Selección:
▼▼▼

Alguien, no recuerdo quién, me habló del Bukowski. Un pequeño bareto que está en Madrid, en la angosta calle San Vicente Ferrer que une dos de las principales arterias que delimitan el barrio de Malasaña: Fuencarral y San Bernardo. Soy, no lo voy a negar, un provinciano; por eso cuando me propuse llegar hasta allí me costó dios y ayuda encontrar la dirección correcta. Era un domingo a primera hora de la noche y a pesar de tratarse de Madrid no había mucha gente por la calle. Cuando me decidí definitivamente perdido y estaba a punto de capitular, me di la vuelta y allí estaba el letrero: bar Bukowski club, punto de encuentro cultural. Lo primero que hice fue pedir una cerveza de tercio que me supo a victoria. Lo siguiente fue acomodarme en uno de los taburetes junto al extremo de la barra más próximo a la salida y deleitarme con el atrezo y la parroquia. Tampoco había mucha gente allí dentro. Tan solo unos cuantos solitarios como yo y una cuadrilla de chicas sentadas en la tarima del fondo, junto a un atril sostenido por dos piernas de maniquí y un micrófono en el lateral.
A la tercera cerveza en punto, quien me las había servido, un tipo ancho con perilla y voz grave que no paraba de fumar y estaba ataviado con un pañuelo como de pirata en la cabeza, salió de la barra y se subió a la tarima, encendió el micro y tras el pitido exhausto de un acople dijo algo así como que la jam session de relatos iba a comenzar. Dijo también algunos nombres: aquéllos que saldrían a la palestra a leer sus garabatos y luego se bajo y empezó el baile.

▲▲▲

Entradas extraídas:

▼▼▼

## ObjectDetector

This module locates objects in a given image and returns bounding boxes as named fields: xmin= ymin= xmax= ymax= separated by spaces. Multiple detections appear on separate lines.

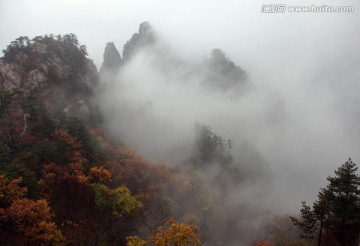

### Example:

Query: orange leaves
xmin=54 ymin=129 xmax=86 ymax=164
xmin=0 ymin=175 xmax=64 ymax=245
xmin=149 ymin=219 xmax=201 ymax=246
xmin=89 ymin=166 xmax=111 ymax=184
xmin=0 ymin=175 xmax=27 ymax=207
xmin=7 ymin=198 xmax=64 ymax=245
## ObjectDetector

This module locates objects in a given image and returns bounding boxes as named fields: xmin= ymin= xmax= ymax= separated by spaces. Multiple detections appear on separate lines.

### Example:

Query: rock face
xmin=99 ymin=42 xmax=122 ymax=77
xmin=0 ymin=34 xmax=99 ymax=120
xmin=0 ymin=34 xmax=98 ymax=90
xmin=123 ymin=22 xmax=156 ymax=61
xmin=205 ymin=49 xmax=247 ymax=90
xmin=100 ymin=22 xmax=248 ymax=93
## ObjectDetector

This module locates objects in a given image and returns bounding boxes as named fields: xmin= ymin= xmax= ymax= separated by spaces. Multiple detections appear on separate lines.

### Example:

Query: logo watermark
xmin=261 ymin=4 xmax=355 ymax=13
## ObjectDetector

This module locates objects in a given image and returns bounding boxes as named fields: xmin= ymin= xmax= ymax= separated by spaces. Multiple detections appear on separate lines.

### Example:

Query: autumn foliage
xmin=149 ymin=219 xmax=200 ymax=246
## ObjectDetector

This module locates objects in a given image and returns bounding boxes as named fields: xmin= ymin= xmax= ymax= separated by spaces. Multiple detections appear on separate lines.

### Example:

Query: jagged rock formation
xmin=100 ymin=22 xmax=247 ymax=92
xmin=99 ymin=42 xmax=122 ymax=77
xmin=206 ymin=49 xmax=246 ymax=90
xmin=0 ymin=34 xmax=98 ymax=90
xmin=123 ymin=22 xmax=156 ymax=61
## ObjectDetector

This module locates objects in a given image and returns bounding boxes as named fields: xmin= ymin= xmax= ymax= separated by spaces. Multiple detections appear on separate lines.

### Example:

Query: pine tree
xmin=327 ymin=158 xmax=360 ymax=246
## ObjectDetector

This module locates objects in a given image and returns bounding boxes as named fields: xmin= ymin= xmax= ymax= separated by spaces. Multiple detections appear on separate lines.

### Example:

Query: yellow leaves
xmin=126 ymin=236 xmax=147 ymax=246
xmin=256 ymin=241 xmax=271 ymax=246
xmin=149 ymin=219 xmax=201 ymax=246
xmin=91 ymin=183 xmax=144 ymax=217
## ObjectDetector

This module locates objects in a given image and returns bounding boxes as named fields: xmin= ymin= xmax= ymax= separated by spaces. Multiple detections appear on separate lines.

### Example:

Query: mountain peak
xmin=123 ymin=21 xmax=157 ymax=60
xmin=100 ymin=42 xmax=122 ymax=76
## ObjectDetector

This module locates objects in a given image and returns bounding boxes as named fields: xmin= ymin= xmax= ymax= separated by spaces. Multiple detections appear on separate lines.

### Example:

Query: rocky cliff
xmin=0 ymin=34 xmax=99 ymax=120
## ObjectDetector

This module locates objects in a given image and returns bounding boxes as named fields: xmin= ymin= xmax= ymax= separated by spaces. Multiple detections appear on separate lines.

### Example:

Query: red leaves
xmin=0 ymin=175 xmax=64 ymax=245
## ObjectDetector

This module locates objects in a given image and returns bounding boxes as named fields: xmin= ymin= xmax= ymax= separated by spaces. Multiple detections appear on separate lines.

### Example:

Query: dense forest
xmin=0 ymin=23 xmax=360 ymax=246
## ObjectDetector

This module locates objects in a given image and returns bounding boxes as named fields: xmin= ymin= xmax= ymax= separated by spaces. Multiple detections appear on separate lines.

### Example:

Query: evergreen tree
xmin=327 ymin=158 xmax=360 ymax=246
xmin=291 ymin=159 xmax=360 ymax=246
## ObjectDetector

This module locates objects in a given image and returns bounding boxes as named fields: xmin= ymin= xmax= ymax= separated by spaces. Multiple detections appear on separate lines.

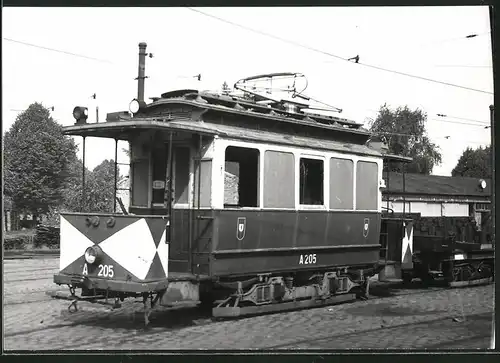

▲▲▲

Continúa el relato de la visita al bar Bukowski a partir de su última frase.

No recuero mucho más de aquella noche. Los tipos se sucedieron frente al atril en un intervalo que me llevó otras tres cervezas exactas. Cuando pedí la cuenta y me disponía a largarme, el tipo con aspecto de pirata salió de nuevo a la tarima, desplegó un fardo de folios y se soltó con un par de relatos breves. Tampoco recuerdo de qué iban, tan solo que me gustaron, sonaron frescos, límpidos y además recitados en el tono adecuado, como jovial, como con un cierto y a la vez falso desinterés. Cuando terminó todos aplaudieron, yo también, recogí mis cosas de la barra y me largué del Bukowski.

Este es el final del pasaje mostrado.